Locate every line below that contains the string "petal", matching case exactly, and copy each of those lines.
──────── Provided records ────────
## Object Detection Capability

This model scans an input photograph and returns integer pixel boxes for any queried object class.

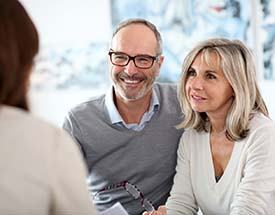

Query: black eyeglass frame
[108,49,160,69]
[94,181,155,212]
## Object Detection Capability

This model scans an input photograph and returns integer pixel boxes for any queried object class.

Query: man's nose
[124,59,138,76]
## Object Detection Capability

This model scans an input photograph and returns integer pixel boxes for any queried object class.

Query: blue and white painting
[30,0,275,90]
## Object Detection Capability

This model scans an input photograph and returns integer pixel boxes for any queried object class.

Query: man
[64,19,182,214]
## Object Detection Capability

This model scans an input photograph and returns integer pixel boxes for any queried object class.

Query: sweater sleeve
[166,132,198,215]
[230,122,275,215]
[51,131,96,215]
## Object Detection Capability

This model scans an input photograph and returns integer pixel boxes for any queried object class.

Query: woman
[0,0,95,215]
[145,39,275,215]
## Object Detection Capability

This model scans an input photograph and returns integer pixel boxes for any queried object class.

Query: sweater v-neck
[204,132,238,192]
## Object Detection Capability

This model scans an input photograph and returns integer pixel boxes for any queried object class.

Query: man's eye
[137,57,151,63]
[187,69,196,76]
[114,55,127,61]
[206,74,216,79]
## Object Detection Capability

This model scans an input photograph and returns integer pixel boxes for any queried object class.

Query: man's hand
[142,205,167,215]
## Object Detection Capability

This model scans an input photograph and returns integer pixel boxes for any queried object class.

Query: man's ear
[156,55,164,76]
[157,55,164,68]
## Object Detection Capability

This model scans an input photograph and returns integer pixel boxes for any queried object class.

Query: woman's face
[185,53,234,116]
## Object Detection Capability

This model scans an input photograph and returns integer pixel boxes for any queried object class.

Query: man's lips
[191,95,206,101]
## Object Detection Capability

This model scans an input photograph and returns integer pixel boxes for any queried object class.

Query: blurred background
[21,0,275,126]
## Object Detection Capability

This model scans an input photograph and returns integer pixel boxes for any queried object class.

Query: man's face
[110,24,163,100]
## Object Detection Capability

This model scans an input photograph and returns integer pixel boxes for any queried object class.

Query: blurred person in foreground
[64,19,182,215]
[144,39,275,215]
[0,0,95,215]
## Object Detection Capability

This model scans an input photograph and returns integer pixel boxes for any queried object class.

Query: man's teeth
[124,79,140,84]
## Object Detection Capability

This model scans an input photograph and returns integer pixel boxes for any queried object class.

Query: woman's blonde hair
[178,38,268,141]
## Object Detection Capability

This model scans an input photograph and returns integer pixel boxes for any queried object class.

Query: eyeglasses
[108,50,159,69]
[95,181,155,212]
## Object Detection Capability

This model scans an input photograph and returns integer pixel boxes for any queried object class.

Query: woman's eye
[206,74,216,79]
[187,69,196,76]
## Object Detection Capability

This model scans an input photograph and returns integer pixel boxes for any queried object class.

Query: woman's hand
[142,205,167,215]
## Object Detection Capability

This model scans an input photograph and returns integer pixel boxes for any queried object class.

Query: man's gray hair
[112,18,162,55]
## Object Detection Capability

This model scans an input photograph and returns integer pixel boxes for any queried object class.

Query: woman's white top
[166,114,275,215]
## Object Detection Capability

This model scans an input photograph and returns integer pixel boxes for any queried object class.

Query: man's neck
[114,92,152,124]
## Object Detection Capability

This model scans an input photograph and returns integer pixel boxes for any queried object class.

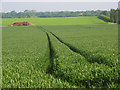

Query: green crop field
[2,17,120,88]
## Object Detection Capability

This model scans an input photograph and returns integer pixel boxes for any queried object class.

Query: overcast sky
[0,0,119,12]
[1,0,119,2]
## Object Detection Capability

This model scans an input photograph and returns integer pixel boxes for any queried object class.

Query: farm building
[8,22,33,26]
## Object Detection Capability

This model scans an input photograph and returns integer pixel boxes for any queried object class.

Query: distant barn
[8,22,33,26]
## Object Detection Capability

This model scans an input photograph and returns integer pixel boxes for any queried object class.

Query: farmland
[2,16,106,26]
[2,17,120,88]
────────
──────── Provided records ────────
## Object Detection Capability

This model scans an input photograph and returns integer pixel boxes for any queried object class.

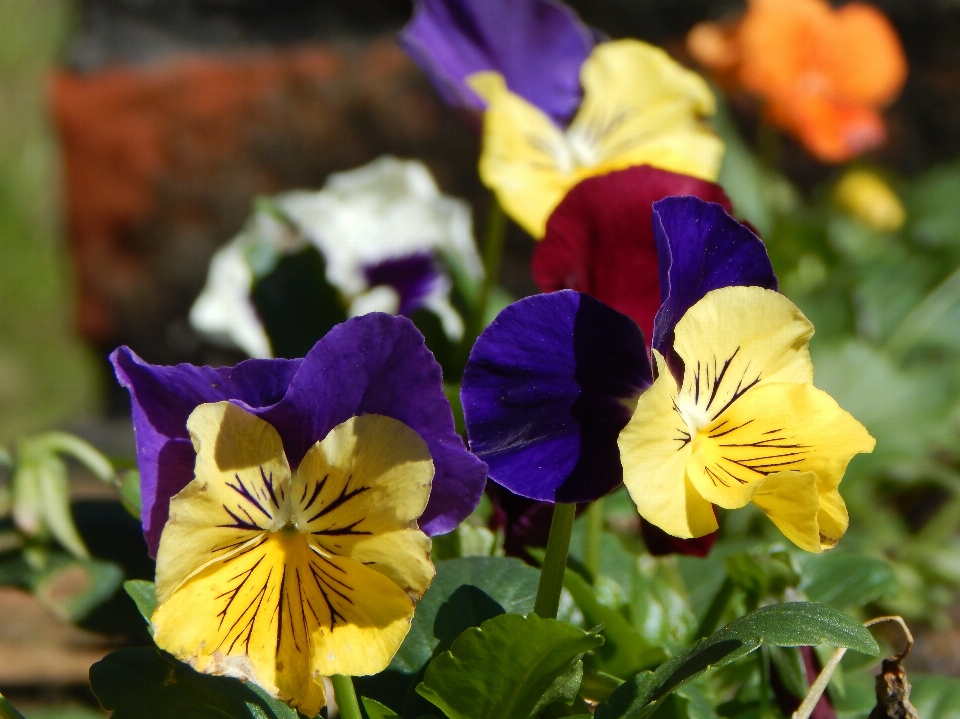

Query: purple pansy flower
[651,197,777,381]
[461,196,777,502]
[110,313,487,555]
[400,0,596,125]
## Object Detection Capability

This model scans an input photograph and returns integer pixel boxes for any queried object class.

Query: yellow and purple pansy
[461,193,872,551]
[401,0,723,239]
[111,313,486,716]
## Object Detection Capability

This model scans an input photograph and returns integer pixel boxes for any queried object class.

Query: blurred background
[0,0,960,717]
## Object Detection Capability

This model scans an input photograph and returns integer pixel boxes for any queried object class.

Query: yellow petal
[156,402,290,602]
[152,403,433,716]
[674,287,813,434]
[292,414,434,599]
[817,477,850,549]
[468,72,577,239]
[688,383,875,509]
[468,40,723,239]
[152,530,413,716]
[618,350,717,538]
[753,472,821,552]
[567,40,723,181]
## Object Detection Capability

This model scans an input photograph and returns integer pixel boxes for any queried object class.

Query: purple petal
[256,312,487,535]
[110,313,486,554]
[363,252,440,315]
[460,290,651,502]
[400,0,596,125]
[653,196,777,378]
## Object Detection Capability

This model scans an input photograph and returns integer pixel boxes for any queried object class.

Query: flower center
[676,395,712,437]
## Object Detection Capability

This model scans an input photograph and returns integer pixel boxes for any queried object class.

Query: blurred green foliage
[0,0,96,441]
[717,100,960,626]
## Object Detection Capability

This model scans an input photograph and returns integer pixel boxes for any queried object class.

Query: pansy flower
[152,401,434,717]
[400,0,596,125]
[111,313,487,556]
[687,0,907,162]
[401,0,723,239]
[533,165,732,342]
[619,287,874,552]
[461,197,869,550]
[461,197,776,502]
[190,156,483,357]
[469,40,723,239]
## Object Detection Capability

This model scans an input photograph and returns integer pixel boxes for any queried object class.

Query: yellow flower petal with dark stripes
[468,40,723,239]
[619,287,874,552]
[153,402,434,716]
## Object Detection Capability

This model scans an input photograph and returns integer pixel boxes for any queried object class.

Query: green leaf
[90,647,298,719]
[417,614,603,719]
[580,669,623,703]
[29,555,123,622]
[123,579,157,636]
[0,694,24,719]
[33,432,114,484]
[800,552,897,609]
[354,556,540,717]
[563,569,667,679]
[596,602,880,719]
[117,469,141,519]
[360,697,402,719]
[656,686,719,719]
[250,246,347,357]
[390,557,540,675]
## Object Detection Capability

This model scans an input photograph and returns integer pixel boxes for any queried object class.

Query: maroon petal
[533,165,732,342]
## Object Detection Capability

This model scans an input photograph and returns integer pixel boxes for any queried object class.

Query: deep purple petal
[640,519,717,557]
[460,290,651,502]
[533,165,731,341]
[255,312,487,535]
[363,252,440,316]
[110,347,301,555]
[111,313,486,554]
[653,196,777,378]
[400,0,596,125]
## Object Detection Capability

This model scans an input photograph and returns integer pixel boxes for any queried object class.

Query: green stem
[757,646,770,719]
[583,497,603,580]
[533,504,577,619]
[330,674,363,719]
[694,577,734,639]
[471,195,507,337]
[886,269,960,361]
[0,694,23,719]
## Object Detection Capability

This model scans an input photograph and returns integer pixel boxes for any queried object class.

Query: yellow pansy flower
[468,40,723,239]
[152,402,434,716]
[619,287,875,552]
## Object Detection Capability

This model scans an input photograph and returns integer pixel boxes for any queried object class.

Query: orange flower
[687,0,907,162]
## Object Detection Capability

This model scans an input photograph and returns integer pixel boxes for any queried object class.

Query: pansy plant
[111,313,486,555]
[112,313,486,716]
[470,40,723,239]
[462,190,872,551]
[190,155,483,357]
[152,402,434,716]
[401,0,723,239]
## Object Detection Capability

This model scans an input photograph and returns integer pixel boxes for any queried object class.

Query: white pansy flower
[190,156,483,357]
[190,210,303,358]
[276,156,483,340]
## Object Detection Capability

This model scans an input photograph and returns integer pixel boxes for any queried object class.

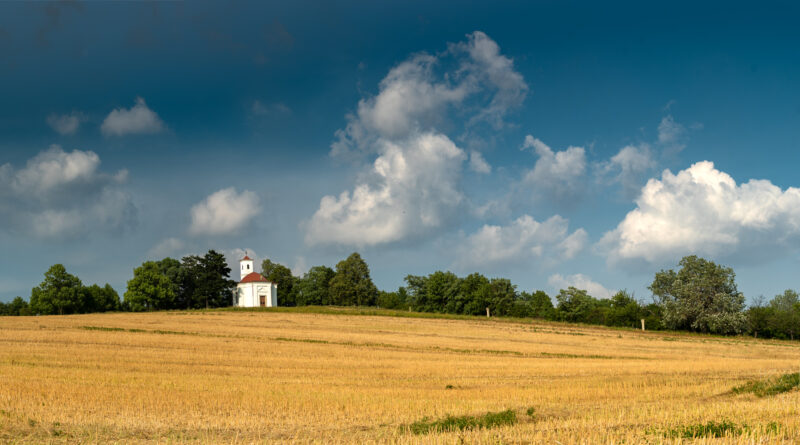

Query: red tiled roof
────────
Result of this task:
Query: yellow petal
Query: purple petal
Query: yellow flower petal with dark stripes
Query: maroon petal
Query: deep purple petal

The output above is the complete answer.